▶ [TREŚĆ POLECENIA]
Przepisz fragment tekstu o Joannie Jędrzejczyk i Kamilu Grosickim od „Tymczasem na profilu” do „zawodniczka z Olsztyna.”, zastępując każde wystąpienie „menedżera” słowem „agenta”.

---------- FRAGMENT TEKSTU ----------

Joanna Jędrzejczyk pogroziła Kamilowi Grosickiemu. Przypomniała mu o sparingu

Instagram / Kamil Grosicki
Instagram / Kamil Grosicki

Kilka miesięcy temu piłkarz reprezentacji Polski i mistrzyni UFC wymienili się wiadomościami w mediach społecznościowych. Efektem tego miał być sparing w MMA, ale jak na razie nic z tego nie wyszło. Zawodniczka z Olsztyna pogroziła teraz "Grosikowi".

Po spadku Hull City z Premier League Kamil Grosicki wyjechał z rodziną na Sardynię. - Ładuję baterie i oczyszczam umysł, bo spadek z ligi bardzo boli, ale trzeba szybko się podnieść i walczyć dalej - napisał na Instagramie. Niewykluczone, że Polak pozostanie jednak w najwyższej klasie rozgrywkowej. Znalazł się bowiem w kręgu zainteresowań Watford FC, do którego trafił ekstrener Hull City Marco Silva.

Tymczasem na profilu "Grosika" na Instagramie pojawił się zabawny film. Widzimy na nim Daniela Kaniewskiego, menedżera piłkarza, w towarzystwie Joanny Jędrzejczyk, mistrzyni UFC w wadze słomkowej.

- Siema "Grosik", muszę niestety ci kogoś przedstawić, bo nie daje mi ta dziewczyna spokoju - rozpoczyna Kaniewski. Później głos zabiera "JJ".

- "Grosik", ja tu jestem, nie ukrywaj się tam po Angliach, na Sardynii. Wracaj do Polski, umawiamy się na sparing. Twojego menedżera już mam. Wysyłam Tobie jego ucho. Wracaj! - mówi zawodniczka z Olsztyna.

---------- DOSTARCZONY MATERIAŁ ----------

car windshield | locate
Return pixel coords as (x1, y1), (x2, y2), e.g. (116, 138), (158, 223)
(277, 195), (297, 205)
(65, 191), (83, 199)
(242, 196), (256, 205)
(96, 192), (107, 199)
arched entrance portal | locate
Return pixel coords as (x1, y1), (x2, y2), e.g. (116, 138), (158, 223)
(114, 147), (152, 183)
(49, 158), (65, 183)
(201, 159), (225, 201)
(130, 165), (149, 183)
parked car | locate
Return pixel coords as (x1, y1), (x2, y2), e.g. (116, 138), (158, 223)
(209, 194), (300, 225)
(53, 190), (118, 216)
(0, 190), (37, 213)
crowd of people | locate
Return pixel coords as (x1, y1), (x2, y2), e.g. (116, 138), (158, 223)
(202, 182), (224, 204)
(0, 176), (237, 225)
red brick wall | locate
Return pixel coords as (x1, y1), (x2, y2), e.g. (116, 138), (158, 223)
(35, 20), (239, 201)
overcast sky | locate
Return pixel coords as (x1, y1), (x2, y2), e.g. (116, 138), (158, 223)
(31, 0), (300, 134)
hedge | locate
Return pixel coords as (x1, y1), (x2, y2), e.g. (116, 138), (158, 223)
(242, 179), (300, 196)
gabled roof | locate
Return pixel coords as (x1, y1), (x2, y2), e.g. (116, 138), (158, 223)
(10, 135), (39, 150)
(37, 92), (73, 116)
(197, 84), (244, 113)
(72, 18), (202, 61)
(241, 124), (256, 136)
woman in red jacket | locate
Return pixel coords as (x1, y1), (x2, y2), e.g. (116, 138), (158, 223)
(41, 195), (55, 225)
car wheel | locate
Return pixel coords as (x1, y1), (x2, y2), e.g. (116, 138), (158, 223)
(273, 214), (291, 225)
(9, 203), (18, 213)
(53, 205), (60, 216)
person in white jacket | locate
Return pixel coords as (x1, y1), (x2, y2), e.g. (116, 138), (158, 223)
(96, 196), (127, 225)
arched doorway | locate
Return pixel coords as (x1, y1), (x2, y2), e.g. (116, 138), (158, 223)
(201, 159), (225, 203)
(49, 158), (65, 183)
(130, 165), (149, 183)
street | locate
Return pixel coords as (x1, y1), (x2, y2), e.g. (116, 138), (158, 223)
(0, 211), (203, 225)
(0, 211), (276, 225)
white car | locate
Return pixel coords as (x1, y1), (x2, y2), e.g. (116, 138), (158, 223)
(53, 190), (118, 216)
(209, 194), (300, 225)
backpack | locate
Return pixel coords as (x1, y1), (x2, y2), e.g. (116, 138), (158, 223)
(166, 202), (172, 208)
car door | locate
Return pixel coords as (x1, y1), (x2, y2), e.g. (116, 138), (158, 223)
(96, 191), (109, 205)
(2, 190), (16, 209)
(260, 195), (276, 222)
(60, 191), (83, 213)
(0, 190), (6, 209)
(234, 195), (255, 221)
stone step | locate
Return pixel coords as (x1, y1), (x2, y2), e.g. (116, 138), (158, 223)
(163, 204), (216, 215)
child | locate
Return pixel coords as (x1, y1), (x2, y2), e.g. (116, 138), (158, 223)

----------

▶ [ROZWIĄZANIE ZADANIA]
Tymczasem na profilu "Grosika" na Instagramie pojawił się zabawny film. Widzimy na nim Daniela Kaniewskiego, agenta piłkarza, w towarzystwie Joanny Jędrzejczyk, mistrzyni UFC w wadze słomkowej.

- Siema "Grosik", muszę niestety ci kogoś przedstawić, bo nie daje mi ta dziewczyna spokoju - rozpoczyna Kaniewski. Później głos zabiera "JJ".

- "Grosik", ja tu jestem, nie ukrywaj się tam po Angliach, na Sardynii. Wracaj do Polski, umawiamy się na sparing. Twojego agenta już mam. Wysyłam Tobie jego ucho. Wracaj! - mówi zawodniczka z Olsztyna.